Since it's Halloween, I decided to get someone to take acid and do the scariest things I could find in London after ten minutes of googling. This is our editorial intern, Kevin. He's gaining valuable media-industry work experience by dropping acid in the outdoor seating area of a Pret A Manger at 10 AM on a Wednesday.
Oh, BTW, for a variety of reasons, the pictures in this post suck. I'll explain why in each section.
SCARY THING NUMBER ONE: THE LONDON DUNGEON
Reason the pictures suck: I didn't realize what the London Dungeon was until we got there. I guess I thought it was a museum-type thing in which you made your own way around, but it was actually a kind of actor-filled horror maze that you were guided through in a group. Each time I got my camera out to take a photo, an actor would rush up to me and say, "in character," something along the lines of: "YOU THERE! PEASANT BOY! PUT DOWN THAT THERE FLASHY BOX!" which, through a combination of second- and first-hand embarrassment, made me not want to get my camera out in any situation where I thought I might be seen.
= = =
▶ [TASK DESCRIPTION]:
Answer the following questions using the Halloween piece above.
(a) Where, and at what time and on what day, does the editorial intern take the acid?
(b) What is named as scary thing number one?
(c) Before arriving, what did the writer assume the London Dungeon was?

[Source records]
= = =
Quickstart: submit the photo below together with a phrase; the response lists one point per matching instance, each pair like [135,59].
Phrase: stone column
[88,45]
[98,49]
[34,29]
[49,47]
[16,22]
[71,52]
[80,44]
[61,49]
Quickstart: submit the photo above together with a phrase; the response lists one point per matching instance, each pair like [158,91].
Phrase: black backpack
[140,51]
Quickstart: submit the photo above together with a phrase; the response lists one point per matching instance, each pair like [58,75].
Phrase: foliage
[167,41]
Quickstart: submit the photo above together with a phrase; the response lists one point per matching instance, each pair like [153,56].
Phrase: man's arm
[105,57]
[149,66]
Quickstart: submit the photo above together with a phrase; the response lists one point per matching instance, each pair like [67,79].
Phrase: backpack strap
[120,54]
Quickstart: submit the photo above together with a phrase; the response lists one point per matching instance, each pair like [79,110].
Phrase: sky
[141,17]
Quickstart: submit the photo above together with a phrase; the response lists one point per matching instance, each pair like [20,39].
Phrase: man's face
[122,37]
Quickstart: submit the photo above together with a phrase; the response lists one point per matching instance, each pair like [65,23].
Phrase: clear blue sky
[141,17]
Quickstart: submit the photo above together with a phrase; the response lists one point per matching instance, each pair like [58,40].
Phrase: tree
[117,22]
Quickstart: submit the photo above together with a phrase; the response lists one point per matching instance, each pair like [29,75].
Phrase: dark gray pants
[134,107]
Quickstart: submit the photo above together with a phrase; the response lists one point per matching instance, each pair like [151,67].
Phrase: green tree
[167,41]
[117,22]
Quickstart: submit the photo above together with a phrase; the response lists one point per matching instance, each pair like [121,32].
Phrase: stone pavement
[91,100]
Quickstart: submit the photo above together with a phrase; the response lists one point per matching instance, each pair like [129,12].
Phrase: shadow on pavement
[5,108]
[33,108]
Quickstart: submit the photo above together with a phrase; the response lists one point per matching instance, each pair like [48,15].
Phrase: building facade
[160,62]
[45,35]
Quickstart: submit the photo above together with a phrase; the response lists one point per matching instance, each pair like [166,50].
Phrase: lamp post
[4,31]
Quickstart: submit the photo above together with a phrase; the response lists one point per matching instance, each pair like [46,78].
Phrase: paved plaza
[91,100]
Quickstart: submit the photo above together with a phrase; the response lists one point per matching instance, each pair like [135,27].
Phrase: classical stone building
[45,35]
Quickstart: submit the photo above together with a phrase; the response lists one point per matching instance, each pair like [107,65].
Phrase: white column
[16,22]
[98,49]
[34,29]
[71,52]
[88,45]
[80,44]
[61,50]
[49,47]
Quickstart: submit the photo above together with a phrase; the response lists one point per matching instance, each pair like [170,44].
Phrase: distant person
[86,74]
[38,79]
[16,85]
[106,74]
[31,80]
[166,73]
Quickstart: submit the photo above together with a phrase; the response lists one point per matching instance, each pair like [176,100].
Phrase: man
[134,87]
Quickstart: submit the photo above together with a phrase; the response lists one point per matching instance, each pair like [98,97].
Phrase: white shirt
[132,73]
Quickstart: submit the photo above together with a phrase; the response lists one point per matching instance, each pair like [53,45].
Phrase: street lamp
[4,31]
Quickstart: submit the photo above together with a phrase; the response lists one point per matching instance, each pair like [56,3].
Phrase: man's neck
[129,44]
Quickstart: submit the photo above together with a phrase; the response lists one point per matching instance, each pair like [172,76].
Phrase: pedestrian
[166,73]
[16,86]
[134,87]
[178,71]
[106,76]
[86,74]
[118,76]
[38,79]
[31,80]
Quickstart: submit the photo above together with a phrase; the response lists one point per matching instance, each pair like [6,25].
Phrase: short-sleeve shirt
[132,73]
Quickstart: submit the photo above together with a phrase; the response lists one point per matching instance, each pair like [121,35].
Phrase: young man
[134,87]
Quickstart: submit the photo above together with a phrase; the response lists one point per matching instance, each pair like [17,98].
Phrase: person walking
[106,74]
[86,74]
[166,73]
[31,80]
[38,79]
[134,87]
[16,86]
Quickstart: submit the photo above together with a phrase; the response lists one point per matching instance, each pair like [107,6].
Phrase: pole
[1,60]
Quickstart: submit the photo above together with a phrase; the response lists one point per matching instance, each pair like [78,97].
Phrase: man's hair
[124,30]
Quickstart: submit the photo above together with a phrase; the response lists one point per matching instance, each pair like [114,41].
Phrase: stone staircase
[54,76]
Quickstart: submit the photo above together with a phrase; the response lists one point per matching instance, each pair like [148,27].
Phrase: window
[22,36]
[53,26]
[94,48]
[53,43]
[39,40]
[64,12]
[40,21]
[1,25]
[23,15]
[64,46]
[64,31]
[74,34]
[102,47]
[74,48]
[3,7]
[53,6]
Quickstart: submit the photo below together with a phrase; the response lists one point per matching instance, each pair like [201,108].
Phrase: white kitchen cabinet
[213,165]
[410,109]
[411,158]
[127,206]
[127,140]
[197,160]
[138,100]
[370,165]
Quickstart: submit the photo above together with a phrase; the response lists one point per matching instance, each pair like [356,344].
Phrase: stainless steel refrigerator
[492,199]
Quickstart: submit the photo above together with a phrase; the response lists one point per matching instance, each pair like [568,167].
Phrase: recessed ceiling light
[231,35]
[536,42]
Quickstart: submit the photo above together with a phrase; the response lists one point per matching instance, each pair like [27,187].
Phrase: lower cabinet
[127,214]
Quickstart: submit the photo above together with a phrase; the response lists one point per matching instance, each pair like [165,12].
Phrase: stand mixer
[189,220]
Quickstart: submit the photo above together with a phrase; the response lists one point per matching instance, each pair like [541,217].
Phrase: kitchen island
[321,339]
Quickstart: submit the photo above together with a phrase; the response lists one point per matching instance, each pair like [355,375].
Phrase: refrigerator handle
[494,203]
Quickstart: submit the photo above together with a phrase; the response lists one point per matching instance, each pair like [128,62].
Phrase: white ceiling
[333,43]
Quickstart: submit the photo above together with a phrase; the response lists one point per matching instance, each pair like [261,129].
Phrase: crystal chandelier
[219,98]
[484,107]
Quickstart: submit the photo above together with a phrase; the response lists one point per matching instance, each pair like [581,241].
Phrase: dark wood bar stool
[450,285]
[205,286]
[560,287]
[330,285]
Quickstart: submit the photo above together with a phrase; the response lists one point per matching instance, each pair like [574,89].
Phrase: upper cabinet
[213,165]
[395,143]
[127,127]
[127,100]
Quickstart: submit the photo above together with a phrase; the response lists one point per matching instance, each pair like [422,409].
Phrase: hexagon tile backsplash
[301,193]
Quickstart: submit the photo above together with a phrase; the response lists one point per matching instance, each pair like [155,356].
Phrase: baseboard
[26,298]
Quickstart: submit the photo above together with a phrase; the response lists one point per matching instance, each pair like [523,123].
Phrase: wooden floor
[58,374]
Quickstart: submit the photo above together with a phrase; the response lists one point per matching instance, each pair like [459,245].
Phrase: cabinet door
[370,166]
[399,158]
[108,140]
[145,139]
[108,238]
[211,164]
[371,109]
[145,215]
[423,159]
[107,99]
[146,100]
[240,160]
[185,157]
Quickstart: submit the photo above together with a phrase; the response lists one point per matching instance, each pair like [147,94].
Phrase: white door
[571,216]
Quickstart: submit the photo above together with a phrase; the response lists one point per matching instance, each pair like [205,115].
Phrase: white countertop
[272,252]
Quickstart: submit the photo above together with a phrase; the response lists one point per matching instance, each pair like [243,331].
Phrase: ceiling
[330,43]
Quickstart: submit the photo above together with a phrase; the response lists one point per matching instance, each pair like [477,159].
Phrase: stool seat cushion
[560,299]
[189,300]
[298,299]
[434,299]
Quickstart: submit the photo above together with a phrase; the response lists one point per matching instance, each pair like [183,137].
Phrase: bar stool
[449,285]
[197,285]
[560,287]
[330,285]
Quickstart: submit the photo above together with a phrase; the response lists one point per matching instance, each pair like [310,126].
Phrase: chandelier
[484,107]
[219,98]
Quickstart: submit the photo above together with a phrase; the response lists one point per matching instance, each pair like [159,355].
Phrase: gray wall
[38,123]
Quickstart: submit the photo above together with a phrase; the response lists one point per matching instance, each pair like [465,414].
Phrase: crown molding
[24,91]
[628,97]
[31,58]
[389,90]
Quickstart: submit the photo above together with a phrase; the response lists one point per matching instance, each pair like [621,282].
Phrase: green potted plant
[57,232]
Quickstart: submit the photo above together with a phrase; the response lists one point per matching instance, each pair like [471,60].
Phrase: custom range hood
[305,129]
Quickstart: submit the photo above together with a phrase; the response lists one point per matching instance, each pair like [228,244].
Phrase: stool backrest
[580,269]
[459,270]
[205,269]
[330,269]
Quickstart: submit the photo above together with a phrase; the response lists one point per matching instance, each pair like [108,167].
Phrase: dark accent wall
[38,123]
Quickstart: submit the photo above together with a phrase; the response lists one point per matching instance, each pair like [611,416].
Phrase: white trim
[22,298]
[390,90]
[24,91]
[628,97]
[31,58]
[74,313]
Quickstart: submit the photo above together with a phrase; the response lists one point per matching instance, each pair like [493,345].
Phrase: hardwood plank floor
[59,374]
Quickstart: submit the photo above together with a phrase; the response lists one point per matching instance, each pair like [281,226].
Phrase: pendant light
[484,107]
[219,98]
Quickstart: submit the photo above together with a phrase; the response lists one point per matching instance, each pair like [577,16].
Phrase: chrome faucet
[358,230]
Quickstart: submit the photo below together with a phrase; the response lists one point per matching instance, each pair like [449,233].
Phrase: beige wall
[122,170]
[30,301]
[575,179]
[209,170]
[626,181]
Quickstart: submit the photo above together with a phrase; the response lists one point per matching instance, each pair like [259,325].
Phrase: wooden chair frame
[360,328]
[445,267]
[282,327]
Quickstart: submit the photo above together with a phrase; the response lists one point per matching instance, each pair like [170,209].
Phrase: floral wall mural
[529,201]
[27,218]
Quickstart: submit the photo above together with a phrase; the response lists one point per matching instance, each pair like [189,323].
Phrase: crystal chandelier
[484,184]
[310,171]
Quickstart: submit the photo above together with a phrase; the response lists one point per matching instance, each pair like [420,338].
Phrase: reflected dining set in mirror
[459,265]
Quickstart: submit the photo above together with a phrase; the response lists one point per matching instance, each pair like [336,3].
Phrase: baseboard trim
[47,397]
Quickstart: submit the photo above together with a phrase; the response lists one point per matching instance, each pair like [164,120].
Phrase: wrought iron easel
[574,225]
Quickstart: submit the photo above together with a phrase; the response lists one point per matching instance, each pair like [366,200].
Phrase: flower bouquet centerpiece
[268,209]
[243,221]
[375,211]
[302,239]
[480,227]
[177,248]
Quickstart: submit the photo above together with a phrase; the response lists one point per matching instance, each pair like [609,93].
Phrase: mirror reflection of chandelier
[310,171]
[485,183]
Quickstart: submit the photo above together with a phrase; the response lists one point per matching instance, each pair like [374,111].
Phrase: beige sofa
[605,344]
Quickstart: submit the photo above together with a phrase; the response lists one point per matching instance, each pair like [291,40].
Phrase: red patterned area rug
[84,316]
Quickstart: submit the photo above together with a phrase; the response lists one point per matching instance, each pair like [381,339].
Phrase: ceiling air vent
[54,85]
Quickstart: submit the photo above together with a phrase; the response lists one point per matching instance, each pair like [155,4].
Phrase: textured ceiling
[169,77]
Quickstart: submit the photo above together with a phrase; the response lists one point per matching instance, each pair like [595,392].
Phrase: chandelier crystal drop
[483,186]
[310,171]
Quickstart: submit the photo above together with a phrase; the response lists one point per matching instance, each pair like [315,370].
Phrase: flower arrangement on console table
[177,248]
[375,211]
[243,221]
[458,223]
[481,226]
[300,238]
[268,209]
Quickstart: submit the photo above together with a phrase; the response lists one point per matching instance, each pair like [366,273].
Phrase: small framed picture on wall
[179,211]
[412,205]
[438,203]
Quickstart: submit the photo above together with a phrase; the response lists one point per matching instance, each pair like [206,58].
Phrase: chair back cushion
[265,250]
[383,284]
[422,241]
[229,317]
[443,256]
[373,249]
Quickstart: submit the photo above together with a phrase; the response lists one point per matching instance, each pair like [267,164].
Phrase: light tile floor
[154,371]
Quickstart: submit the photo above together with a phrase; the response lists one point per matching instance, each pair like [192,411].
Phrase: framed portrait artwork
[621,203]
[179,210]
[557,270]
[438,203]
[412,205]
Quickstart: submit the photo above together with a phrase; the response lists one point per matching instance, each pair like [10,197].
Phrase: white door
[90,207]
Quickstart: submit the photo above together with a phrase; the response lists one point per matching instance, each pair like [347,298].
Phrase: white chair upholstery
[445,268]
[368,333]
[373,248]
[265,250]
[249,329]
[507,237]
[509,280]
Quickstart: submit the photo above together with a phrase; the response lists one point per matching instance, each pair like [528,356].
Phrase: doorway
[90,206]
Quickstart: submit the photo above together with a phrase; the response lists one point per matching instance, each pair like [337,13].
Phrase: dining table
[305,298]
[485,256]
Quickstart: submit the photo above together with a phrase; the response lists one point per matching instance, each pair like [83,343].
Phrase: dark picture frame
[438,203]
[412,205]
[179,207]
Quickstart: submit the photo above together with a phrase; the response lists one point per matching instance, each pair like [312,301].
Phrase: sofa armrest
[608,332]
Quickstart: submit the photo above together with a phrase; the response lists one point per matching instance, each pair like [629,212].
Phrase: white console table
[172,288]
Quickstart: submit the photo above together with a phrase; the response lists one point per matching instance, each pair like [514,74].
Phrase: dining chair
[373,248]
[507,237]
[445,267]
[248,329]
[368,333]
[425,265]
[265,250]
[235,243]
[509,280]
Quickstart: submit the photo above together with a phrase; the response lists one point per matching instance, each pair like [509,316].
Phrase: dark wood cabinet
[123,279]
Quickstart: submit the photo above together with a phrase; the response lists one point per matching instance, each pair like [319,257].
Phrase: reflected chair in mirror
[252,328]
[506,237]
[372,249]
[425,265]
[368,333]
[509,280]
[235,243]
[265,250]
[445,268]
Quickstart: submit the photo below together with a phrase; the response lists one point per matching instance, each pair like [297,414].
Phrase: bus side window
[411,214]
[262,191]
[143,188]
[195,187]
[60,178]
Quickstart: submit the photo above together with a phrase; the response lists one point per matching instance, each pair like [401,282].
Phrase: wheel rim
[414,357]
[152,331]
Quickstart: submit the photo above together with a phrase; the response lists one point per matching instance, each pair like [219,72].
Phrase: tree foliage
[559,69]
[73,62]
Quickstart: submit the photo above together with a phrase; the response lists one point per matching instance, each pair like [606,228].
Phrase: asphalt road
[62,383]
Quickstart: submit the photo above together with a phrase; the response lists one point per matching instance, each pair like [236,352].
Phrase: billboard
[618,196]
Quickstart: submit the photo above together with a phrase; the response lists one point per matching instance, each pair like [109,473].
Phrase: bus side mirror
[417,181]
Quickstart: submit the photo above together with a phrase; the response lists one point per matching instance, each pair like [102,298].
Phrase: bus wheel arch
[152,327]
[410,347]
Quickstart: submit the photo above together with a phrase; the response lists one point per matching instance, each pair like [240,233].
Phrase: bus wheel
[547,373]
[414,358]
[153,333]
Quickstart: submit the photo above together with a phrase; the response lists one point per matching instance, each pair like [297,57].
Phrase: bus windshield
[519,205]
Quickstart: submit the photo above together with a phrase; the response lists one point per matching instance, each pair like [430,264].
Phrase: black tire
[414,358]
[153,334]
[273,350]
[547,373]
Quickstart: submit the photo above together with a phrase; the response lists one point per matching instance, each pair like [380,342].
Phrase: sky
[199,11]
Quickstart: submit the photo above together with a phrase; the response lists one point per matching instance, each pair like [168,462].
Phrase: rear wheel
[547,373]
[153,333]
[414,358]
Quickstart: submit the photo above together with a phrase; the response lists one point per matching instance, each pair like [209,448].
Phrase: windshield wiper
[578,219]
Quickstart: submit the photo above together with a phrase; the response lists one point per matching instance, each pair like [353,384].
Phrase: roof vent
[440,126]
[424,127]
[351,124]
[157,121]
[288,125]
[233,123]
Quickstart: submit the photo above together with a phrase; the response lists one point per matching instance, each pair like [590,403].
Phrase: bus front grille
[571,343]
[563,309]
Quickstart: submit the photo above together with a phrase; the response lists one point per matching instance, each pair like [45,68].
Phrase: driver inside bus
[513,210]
= = =
▶ [COMPLETED TASK]:
(a) In the outdoor seating area of a Pret A Manger, at 10 AM on a Wednesday.
(b) The London Dungeon.
(c) A museum-type thing in which visitors made their own way around.